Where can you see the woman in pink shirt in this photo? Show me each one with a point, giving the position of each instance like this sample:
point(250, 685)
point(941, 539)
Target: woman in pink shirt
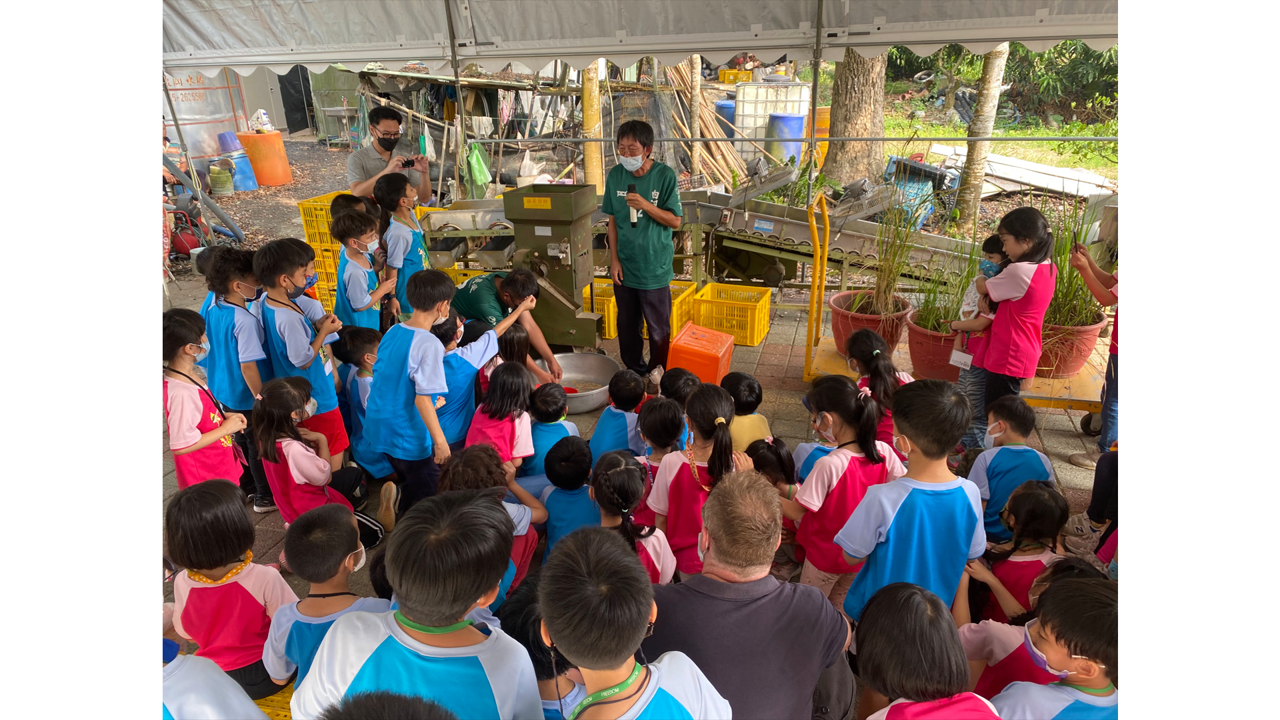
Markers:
point(1023, 290)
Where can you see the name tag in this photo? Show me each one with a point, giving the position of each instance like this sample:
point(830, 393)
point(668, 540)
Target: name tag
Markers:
point(961, 360)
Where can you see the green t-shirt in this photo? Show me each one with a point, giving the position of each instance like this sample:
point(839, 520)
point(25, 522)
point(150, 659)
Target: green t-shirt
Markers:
point(645, 253)
point(478, 300)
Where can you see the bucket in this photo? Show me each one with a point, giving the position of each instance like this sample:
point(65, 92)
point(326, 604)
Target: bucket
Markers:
point(228, 142)
point(725, 110)
point(785, 126)
point(265, 153)
point(243, 178)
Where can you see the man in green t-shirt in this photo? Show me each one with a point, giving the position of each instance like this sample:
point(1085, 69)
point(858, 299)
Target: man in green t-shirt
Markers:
point(643, 203)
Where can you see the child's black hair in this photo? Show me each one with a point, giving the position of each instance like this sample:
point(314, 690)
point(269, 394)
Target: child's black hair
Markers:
point(1083, 615)
point(510, 387)
point(355, 342)
point(679, 383)
point(854, 409)
point(273, 414)
point(661, 422)
point(1028, 223)
point(711, 410)
point(772, 459)
point(428, 288)
point(626, 390)
point(745, 391)
point(568, 463)
point(933, 415)
point(909, 647)
point(351, 226)
point(446, 554)
point(521, 619)
point(1015, 413)
point(513, 345)
point(447, 331)
point(278, 258)
point(319, 541)
point(548, 402)
point(182, 327)
point(595, 598)
point(385, 705)
point(206, 525)
point(476, 466)
point(618, 486)
point(227, 265)
point(874, 355)
point(388, 191)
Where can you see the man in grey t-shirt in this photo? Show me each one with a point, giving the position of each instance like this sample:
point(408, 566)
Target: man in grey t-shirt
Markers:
point(387, 154)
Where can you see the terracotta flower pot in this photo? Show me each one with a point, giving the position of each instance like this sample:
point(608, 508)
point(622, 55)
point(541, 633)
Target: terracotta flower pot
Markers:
point(845, 323)
point(931, 352)
point(1065, 350)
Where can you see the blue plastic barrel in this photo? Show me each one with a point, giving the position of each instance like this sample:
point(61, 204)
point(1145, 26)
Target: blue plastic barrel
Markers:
point(785, 126)
point(725, 110)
──────
» Instruction
Quote the records above exactly, leaving out any pictures.

» The completed task
Where can you see the woman in pink shirt in this photo? Show me each one with a point, giving the position of each instance like this sample:
point(250, 685)
point(941, 539)
Target: woman in pink shirt
Markers:
point(1023, 290)
Where can you see the name tag in this photo? Show me each one with a point, giving the position of each instance like this sample:
point(830, 393)
point(668, 540)
Target: name tag
Markers:
point(961, 360)
Where can you see the green t-shirt in this photo? Show me each one with a point, giving the position of each instance like this sample:
point(839, 520)
point(25, 522)
point(150, 659)
Target: green t-shirt
Markers:
point(645, 253)
point(478, 300)
Where can you see the bucket in this photo? Show me each one with a point, giving the position of each instance like this sample:
point(65, 92)
point(326, 604)
Target: bucket
Markers:
point(228, 142)
point(725, 110)
point(785, 126)
point(265, 153)
point(243, 178)
Where can you see the man in green t-shirt in this photo? Show me each one with a point, giving the position of each instance like this sample:
point(1085, 69)
point(858, 299)
Target: man in green t-shirt
Markers:
point(643, 203)
Where can you see the child's black hair in this photo? Show me each one with a point, giving the position of each instance like this sample:
point(314, 690)
point(269, 394)
Target: child's black hair
Markers:
point(1083, 615)
point(510, 387)
point(355, 342)
point(679, 383)
point(854, 409)
point(273, 414)
point(661, 422)
point(1028, 223)
point(711, 410)
point(772, 459)
point(428, 288)
point(626, 390)
point(745, 391)
point(568, 463)
point(933, 415)
point(909, 647)
point(351, 226)
point(446, 554)
point(521, 619)
point(1015, 413)
point(513, 345)
point(447, 331)
point(278, 258)
point(319, 541)
point(548, 402)
point(182, 327)
point(595, 598)
point(385, 705)
point(206, 525)
point(476, 466)
point(618, 486)
point(227, 265)
point(874, 355)
point(388, 191)
Where can you see the man in grey t-shirt in this photo? Show me each one with a point, giving the position of each instance like this sample:
point(408, 566)
Target: man in grey t-shirt
Markers:
point(387, 154)
Where can you see the terracotta flower pot in this photo? Show me each one with a point, giving the position of each instance like this sample:
point(608, 508)
point(622, 55)
point(541, 633)
Target: terracotta flower pot
Markers:
point(845, 323)
point(931, 352)
point(1065, 350)
Where can you see the blue plastic barrel in this photo? Show me each one with a point, giving the position of each instance like this sample:
point(61, 204)
point(1145, 26)
Target: blue plastic barrel
Markers:
point(785, 126)
point(725, 110)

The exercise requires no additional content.